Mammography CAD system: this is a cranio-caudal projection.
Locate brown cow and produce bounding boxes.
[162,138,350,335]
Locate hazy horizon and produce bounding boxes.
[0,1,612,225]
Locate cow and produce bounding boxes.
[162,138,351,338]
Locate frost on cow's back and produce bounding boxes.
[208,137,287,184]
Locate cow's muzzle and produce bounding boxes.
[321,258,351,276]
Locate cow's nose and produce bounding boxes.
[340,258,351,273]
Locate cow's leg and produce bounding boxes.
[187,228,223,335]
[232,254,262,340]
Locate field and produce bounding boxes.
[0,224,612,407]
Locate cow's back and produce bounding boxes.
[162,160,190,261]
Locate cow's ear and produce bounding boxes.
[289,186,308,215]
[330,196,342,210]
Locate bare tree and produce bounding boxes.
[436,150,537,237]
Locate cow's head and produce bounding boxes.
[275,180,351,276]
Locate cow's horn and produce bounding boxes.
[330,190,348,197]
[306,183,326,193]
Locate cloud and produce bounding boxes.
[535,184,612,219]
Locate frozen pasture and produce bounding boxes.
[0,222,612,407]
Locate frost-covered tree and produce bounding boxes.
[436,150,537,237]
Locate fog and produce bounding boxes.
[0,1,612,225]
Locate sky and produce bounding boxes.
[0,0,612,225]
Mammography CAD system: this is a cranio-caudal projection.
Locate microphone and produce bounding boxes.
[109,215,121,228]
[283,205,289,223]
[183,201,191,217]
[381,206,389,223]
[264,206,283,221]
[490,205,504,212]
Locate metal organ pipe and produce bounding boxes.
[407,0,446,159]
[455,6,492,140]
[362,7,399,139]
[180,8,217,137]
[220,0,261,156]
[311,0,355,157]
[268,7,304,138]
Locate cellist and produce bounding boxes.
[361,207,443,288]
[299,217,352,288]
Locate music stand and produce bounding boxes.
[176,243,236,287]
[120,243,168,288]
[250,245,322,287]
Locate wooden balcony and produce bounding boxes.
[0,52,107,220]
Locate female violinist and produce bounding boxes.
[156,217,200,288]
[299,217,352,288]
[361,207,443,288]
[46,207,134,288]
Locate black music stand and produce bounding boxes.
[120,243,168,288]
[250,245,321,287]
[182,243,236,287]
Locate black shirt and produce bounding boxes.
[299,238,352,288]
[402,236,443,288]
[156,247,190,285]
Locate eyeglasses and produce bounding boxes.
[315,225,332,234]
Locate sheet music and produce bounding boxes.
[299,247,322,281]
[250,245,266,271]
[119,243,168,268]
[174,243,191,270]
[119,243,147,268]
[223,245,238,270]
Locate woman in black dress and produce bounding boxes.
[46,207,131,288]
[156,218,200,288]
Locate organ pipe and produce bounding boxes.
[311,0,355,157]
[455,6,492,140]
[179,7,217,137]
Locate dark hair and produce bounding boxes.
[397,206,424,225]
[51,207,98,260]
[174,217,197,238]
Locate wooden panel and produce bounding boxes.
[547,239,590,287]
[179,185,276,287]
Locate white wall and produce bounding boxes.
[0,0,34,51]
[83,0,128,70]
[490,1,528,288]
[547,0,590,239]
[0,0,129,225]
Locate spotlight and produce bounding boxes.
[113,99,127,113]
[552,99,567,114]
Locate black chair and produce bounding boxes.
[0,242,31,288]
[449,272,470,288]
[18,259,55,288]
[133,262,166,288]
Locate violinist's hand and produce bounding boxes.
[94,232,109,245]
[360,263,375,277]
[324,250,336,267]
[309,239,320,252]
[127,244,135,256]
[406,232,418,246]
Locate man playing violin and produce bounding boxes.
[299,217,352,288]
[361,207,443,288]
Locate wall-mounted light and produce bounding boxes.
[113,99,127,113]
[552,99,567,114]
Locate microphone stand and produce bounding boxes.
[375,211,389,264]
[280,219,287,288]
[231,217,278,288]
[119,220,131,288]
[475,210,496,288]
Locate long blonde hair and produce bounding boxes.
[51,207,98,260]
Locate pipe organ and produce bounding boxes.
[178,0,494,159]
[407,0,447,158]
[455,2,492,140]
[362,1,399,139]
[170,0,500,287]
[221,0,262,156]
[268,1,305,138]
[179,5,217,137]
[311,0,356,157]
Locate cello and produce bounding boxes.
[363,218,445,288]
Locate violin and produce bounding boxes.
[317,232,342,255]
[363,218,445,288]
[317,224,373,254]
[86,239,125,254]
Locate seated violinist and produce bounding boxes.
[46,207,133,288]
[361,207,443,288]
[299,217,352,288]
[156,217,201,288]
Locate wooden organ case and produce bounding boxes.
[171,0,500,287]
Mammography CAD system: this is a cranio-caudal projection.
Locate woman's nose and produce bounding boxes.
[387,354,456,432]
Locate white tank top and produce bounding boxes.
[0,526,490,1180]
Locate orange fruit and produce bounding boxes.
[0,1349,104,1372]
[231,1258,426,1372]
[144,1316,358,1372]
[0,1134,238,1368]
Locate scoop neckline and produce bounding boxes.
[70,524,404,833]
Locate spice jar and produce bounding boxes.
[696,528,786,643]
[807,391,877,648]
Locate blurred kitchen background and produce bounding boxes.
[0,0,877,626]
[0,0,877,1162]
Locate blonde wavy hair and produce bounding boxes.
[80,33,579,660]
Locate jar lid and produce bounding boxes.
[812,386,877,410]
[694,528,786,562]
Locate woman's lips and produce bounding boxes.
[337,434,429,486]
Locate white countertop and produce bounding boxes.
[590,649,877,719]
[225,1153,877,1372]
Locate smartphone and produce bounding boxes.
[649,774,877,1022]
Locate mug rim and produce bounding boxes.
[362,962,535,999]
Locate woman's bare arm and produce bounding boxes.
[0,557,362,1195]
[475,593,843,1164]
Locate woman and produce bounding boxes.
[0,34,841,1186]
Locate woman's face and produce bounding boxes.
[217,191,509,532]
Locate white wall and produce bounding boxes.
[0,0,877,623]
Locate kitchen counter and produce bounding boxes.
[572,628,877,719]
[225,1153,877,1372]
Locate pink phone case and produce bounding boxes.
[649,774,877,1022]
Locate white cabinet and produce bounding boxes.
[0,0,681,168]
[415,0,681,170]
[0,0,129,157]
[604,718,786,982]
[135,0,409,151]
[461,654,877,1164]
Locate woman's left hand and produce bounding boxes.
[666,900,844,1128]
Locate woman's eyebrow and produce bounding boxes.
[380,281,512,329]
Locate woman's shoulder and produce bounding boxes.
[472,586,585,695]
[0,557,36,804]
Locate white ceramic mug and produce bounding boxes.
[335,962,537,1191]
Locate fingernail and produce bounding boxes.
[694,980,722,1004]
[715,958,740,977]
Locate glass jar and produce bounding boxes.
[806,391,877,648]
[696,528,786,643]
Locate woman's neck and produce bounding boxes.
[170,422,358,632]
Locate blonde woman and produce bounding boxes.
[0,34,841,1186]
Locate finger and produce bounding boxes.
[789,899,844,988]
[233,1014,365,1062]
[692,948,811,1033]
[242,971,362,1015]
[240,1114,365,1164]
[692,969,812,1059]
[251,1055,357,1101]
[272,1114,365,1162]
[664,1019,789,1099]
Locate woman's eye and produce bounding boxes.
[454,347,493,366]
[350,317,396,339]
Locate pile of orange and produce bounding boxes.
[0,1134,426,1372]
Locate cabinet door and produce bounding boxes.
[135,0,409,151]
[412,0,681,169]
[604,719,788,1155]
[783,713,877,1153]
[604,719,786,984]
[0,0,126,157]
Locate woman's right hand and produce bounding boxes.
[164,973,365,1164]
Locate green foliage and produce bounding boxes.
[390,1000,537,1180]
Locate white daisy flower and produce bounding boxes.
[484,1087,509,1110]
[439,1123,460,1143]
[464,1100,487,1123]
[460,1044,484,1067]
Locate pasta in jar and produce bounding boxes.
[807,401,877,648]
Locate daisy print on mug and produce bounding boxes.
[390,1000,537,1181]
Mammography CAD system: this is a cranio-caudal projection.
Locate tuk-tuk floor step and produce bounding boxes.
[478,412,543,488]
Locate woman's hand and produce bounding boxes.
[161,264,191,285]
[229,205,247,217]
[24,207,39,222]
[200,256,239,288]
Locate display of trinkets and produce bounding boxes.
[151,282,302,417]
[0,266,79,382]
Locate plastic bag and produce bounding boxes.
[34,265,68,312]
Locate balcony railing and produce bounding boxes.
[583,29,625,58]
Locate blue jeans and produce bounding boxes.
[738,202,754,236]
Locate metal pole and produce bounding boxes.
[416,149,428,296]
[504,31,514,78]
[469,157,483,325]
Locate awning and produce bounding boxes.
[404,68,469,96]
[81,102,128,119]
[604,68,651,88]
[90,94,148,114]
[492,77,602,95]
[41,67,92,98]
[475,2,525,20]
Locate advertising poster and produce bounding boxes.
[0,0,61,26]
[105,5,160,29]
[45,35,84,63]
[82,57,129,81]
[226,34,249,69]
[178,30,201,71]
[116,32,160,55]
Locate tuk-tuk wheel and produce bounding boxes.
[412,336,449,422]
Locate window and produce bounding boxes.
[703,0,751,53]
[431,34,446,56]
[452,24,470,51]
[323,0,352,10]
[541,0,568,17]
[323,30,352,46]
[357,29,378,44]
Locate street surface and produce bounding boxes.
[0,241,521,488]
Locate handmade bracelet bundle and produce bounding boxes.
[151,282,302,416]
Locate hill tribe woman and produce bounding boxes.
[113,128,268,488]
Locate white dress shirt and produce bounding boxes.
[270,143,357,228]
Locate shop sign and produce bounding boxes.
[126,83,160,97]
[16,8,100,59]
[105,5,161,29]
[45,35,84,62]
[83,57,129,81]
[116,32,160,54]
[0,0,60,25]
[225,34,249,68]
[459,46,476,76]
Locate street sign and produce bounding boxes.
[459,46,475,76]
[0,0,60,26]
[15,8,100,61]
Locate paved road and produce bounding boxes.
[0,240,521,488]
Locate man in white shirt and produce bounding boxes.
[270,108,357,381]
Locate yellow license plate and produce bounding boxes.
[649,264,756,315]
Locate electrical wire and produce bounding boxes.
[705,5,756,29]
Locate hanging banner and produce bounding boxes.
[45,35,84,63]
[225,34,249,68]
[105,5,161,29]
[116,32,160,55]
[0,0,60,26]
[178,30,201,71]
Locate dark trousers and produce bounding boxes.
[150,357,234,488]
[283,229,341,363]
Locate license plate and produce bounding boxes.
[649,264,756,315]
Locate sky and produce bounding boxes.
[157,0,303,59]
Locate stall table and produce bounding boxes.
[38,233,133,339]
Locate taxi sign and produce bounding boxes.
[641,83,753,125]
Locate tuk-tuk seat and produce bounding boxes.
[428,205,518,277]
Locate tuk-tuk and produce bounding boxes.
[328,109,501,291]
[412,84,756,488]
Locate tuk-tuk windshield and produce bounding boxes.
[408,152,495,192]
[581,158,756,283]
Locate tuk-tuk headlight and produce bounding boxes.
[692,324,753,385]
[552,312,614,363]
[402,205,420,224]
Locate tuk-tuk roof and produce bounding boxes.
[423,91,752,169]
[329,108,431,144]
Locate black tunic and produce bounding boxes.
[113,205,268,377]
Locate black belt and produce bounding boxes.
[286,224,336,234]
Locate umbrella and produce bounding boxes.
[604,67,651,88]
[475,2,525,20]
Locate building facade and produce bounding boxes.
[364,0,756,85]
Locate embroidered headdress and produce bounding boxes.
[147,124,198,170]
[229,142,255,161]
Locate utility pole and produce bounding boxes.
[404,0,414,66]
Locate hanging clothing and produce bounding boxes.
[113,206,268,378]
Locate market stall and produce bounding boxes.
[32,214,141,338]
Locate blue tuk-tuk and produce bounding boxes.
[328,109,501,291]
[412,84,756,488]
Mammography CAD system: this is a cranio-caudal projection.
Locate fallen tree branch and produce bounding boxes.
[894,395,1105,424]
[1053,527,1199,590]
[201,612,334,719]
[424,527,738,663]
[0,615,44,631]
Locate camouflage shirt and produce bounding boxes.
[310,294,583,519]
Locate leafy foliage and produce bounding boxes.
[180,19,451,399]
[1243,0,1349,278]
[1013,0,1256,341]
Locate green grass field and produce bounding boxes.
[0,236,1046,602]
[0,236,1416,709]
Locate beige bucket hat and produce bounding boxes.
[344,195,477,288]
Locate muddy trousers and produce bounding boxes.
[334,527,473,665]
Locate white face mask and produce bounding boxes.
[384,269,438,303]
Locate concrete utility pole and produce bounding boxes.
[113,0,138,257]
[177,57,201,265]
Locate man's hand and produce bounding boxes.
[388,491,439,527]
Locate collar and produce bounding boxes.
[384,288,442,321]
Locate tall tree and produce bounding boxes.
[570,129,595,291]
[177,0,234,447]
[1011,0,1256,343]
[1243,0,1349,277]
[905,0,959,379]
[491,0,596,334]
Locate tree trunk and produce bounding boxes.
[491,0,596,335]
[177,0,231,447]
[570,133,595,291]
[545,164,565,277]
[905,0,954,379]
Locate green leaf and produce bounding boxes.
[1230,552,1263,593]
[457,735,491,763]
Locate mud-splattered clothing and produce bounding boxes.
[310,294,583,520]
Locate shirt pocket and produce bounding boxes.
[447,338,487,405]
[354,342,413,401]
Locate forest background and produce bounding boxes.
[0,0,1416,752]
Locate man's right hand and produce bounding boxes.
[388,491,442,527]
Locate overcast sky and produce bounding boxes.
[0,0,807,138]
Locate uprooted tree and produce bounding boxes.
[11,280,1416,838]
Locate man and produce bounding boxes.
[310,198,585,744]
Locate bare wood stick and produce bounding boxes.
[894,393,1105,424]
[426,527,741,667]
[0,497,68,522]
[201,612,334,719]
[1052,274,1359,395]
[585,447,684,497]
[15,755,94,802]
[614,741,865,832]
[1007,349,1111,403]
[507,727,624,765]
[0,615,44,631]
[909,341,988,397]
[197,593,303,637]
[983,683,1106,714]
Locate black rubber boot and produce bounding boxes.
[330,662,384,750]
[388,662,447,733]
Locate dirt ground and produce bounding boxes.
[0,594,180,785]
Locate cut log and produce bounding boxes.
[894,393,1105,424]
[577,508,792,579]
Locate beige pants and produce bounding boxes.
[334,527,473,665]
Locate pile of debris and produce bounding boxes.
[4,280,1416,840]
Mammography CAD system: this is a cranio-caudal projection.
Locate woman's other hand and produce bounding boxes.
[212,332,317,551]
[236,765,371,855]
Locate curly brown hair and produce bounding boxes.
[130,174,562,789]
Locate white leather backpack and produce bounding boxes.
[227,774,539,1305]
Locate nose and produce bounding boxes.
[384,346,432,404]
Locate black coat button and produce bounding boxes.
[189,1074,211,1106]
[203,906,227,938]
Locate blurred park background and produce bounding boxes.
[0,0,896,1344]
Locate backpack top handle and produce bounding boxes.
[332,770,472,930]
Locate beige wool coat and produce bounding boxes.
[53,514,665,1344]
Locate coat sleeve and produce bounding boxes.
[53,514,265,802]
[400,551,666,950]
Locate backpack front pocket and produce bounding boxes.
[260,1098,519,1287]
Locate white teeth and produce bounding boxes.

* * * * * * * * *

> Given instruction
Repeat exactly the lines from the one containing "Locate pile of debris" through the last line of the records above, both included, and nothing else.

> Answer for this exercise
Locate pile of debris and produce bounding boxes.
[4,280,1416,840]
Mammography CAD system: this is a cranio-caudal projection.
Locate woman's other hand and produce bounding boxes.
[212,332,317,551]
[236,765,371,855]
Locate curly brown hair and produce bounding boxes.
[130,174,562,789]
Locate white leather backpack and produce bounding boxes.
[227,774,539,1305]
Locate nose and produce bounding boxes.
[384,346,432,404]
Locate black coat button and produce bounding boxes.
[189,1074,211,1106]
[203,906,227,938]
Locate blurred park background and produce bounding boxes.
[0,0,896,1344]
Locate backpack top handle and produce bounding boxes.
[332,770,472,930]
Locate beige wool coat and produce bounding boxes.
[53,514,665,1344]
Locate coat sleeve and produce bounding boxes.
[53,514,265,802]
[400,551,666,950]
Locate backpack front pocket and produce bounding boxes.
[260,1098,519,1287]
Locate white teeth and produce bounding boxes.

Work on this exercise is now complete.